## Given text

Technically, you can file a consumer proposal with as little as $1,000 in unsecured debt under the Bankruptcy and Insolvency Act. However, in practice, most Licensed Insolvency Trustees recommend it for debts of $10,000 or more. Below that threshold, the fees involved may not make it worthwhile, and a simpler option like a debt management plan through a non-profit credit counselling agency is often a better fit.

Can I file a consumer proposal if I’m self-employed?

Yes, absolutely. Self-employed Canadians qualify for consumer proposals just like salaried workers. The key requirement is that you have a reliable source of income — it doesn’t have to come from a traditional job. Your LIT will look at your average monthly earnings over the past several months to determine what you can afford to pay. Freelancers, gig workers, contractors, and small business owners all regularly file consumer proposals.

Will a consumer proposal affect my spouse’s credit?

No — a consumer proposal only affects the person who files it. Your spouse’s credit score, bank accounts, and assets are not impacted, provided they didn’t co-sign on any of your debts. If you have joint debts, the creditor can still pursue your spouse for the full amount. In that case, some couples choose to file a joint consumer proposal, which combines both partners’ debts into a single agreement with one monthly payment.

Can I include CRA tax debt in a consumer proposal?

Yes, you can. Income tax debt, GST/HST debt, and other amounts owed to the Canada Revenue Agency are classified as unsecured debt and can be included in a consumer proposal. This is one of the biggest advantages of filing — the CRA is often one of the most aggressive collectors, and a consumer proposal stops their garnishments and freezes any further interest or penalties on the amount you owe them.

What happens if my consumer proposal is rejected by creditors?

If creditors reject your initial proposal, it’s not the end of the road. Your LIT can negotiate revised terms — perhaps offering a higher payment or a lump-sum bonus — and resubmit. In many cases, creditors will counter-offer rather than reject outright, because they know they’ll receive more through a proposal than through a bankruptcy. If no agreement can be reached, you still have other options available, including filing for personal bankruptcy or exploring informal debt settlement arrangements.

## Set task 1
Please list the kinds of self-employed workers that the consumer proposal text says regularly file consumer proposals.
## Set task 2
According to the consumer proposal text, what amount of debt do most Licensed Insolvency Trustees recommend as the level for a consumer proposal?
The listing isn't needed.

## Raw listing
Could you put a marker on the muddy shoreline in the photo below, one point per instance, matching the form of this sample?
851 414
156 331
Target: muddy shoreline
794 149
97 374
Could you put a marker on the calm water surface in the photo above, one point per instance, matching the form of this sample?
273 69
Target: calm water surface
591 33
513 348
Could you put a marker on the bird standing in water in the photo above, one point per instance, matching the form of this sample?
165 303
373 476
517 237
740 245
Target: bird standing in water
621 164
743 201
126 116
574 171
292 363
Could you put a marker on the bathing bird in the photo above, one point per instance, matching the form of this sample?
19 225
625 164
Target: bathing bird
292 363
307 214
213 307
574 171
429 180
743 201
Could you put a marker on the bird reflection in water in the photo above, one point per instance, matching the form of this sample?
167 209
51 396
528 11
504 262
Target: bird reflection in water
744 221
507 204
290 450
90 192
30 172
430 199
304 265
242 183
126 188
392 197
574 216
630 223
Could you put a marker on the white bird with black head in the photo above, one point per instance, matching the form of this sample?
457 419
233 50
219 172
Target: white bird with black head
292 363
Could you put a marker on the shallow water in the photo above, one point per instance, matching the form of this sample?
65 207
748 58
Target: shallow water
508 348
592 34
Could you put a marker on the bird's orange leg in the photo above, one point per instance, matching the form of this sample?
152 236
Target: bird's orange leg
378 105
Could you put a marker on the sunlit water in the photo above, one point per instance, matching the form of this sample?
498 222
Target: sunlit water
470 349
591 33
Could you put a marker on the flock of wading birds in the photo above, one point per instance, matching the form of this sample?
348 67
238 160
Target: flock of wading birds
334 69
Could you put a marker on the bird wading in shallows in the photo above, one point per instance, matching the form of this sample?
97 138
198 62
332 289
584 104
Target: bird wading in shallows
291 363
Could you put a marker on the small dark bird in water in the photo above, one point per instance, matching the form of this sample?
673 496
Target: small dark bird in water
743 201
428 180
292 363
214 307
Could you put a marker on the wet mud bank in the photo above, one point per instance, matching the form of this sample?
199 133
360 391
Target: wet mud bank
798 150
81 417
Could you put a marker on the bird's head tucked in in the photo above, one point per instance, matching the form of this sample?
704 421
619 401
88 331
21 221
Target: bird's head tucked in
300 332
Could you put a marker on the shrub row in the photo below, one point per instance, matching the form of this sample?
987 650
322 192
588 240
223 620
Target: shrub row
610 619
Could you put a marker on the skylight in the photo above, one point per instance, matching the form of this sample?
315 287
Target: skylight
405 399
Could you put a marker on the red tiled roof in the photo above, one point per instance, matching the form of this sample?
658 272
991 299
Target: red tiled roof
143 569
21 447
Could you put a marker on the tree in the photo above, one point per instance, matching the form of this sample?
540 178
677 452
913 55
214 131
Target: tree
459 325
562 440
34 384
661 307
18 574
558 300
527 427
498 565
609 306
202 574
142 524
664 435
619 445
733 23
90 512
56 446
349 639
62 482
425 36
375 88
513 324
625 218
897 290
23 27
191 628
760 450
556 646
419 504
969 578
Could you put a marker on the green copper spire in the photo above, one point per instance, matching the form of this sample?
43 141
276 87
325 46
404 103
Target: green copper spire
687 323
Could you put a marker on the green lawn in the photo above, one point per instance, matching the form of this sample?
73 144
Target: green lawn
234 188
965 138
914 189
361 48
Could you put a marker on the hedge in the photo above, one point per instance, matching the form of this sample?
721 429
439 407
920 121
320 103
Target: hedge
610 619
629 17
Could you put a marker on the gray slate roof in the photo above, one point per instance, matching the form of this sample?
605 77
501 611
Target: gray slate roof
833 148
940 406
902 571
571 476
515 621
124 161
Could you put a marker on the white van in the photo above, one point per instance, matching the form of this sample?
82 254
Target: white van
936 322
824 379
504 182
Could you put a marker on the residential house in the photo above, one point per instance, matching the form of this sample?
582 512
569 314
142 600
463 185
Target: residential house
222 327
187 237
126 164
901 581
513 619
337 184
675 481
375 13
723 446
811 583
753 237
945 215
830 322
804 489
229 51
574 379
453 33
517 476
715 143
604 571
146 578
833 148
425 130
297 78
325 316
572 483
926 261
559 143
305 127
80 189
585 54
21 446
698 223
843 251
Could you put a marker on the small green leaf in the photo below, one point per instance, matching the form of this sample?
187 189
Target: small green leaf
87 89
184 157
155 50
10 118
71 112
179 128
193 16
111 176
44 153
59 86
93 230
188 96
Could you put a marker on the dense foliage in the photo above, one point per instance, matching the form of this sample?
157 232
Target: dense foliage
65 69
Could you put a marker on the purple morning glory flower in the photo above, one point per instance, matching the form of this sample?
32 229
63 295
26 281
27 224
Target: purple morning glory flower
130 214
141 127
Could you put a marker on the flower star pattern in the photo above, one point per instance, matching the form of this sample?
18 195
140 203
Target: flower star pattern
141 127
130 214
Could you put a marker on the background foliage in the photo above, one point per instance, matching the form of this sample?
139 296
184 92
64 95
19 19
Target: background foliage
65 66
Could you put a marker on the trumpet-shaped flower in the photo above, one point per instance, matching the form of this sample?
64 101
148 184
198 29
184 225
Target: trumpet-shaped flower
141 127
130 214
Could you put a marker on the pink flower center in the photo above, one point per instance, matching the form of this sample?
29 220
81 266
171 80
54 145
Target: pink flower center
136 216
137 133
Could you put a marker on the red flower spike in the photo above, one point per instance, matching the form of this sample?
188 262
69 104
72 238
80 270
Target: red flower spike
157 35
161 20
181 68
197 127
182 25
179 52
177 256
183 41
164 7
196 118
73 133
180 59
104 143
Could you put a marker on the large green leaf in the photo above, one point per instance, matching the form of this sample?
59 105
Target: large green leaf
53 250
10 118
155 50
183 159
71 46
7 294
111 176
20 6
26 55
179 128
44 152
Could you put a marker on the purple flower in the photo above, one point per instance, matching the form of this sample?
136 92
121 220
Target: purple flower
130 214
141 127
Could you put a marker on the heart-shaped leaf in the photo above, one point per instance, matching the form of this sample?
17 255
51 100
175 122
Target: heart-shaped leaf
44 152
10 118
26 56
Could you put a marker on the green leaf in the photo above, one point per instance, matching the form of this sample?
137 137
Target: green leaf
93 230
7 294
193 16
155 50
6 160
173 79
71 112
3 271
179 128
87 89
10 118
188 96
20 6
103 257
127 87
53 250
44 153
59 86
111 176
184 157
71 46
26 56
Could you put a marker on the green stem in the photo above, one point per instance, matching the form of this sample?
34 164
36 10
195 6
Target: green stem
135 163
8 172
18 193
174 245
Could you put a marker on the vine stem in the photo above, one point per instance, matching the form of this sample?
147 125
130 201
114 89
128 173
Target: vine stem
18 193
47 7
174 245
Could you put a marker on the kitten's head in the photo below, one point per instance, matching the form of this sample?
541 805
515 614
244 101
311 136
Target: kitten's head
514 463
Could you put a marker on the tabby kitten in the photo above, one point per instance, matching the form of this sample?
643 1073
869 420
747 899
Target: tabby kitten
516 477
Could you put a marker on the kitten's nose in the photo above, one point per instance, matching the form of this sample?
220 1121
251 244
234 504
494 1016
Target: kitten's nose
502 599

## Written reply 1
Freelancers, gig workers, contractors, and small business owners.

## Written reply 2
Debts of $10,000 or more.